- **Objective a**: Repeat the Limpa bread recipe below word for word, in full.
[BEGIN Source extract]
Limpa bread
Class-breads ID-11 Sub-dessert Culture-Swedish
Makes 2 loaves
1 1/2 cups water, warm
1/4 cups molasses
1/3 cups sugar
1 Tbs salt
orange rind, grated, from 1 or 2 oranges
2 Tbs shortening, softened
3/4 Tbs to 1 1/2 Tbs, anise seed, finely ground, opt
3/4 Tbs to 1 1/2 Tbs, fennel seed, finely ground, opt, or caraway seed
2 pkg yeast, active, dry
2 1/2 cups rye flour
2 1/2 cups flour, up to 3 cups
Hand method: Add yeast to warm water in mixing bowl and stir well
todissolve. Mix in sugar, molasses, salt and orange rind. Add rye flour and
shortening and stir until smooth. Mix in white flour. Turn out on lightly
floured board and knead until smooth and elastic. Let rise until doubled in
bulk (about one and one-half hours) in covered bowl set in warm place.
[END Source extract]
[BEGIN Supplied material]
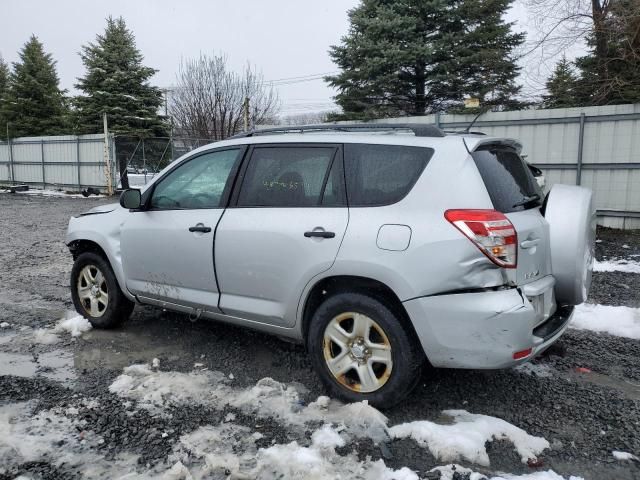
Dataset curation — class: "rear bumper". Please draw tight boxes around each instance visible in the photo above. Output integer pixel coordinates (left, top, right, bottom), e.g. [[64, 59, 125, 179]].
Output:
[[404, 288, 573, 369]]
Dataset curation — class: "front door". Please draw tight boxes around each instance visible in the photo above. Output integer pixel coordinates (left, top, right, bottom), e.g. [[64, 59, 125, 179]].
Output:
[[215, 144, 349, 326], [121, 147, 244, 311]]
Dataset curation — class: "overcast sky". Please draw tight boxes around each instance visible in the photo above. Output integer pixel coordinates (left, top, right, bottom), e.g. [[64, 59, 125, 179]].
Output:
[[0, 0, 580, 114]]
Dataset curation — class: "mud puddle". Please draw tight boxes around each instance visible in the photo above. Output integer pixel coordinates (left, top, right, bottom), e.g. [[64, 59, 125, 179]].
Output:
[[0, 350, 77, 382]]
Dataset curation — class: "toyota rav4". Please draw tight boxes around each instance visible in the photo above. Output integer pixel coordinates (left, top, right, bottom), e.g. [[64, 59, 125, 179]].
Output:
[[66, 124, 595, 406]]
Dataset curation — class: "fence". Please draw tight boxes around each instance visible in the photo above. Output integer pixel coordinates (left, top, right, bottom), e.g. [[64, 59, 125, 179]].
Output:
[[0, 135, 115, 191], [358, 104, 640, 229], [0, 134, 218, 192]]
[END Supplied material]
- **Objective b**: Convert the rows above into a JSON list of strings, from the first line of the rows through the line containing "[[404, 288, 573, 369]]", both included, with one string per line and blank lines skipped. Leave the pictures out of the answer.

- **Exercise solution a**:
Limpa bread
Class-breads ID-11 Sub-dessert Culture-Swedish
Makes 2 loaves
1 1/2 cups water, warm
1/4 cups molasses
1/3 cups sugar
1 Tbs salt
orange rind, grated, from 1 or 2 oranges
2 Tbs shortening, softened
3/4 Tbs to 1 1/2 Tbs, anise seed, finely ground, opt
3/4 Tbs to 1 1/2 Tbs, fennel seed, finely ground, opt, or caraway seed
2 pkg yeast, active, dry
2 1/2 cups rye flour
2 1/2 cups flour, up to 3 cups
Hand method: Add yeast to warm water in mixing bowl and stir well
todissolve. Mix in sugar, molasses, salt and orange rind. Add rye flour and
shortening and stir until smooth. Mix in white flour. Turn out on lightly
floured board and knead until smooth and elastic. Let rise until doubled in
bulk (about one and one-half hours) in covered bowl set in warm place.

- **Exercise solution b**:
[
  "Dataset curation — class: \"rear bumper\". Please draw tight boxes around each instance visible in the photo above. Output integer pixel coordinates (left, top, right, bottom), e.g. [[64, 59, 125, 179]].",
  "Output:",
  "[[404, 288, 573, 369]]"
]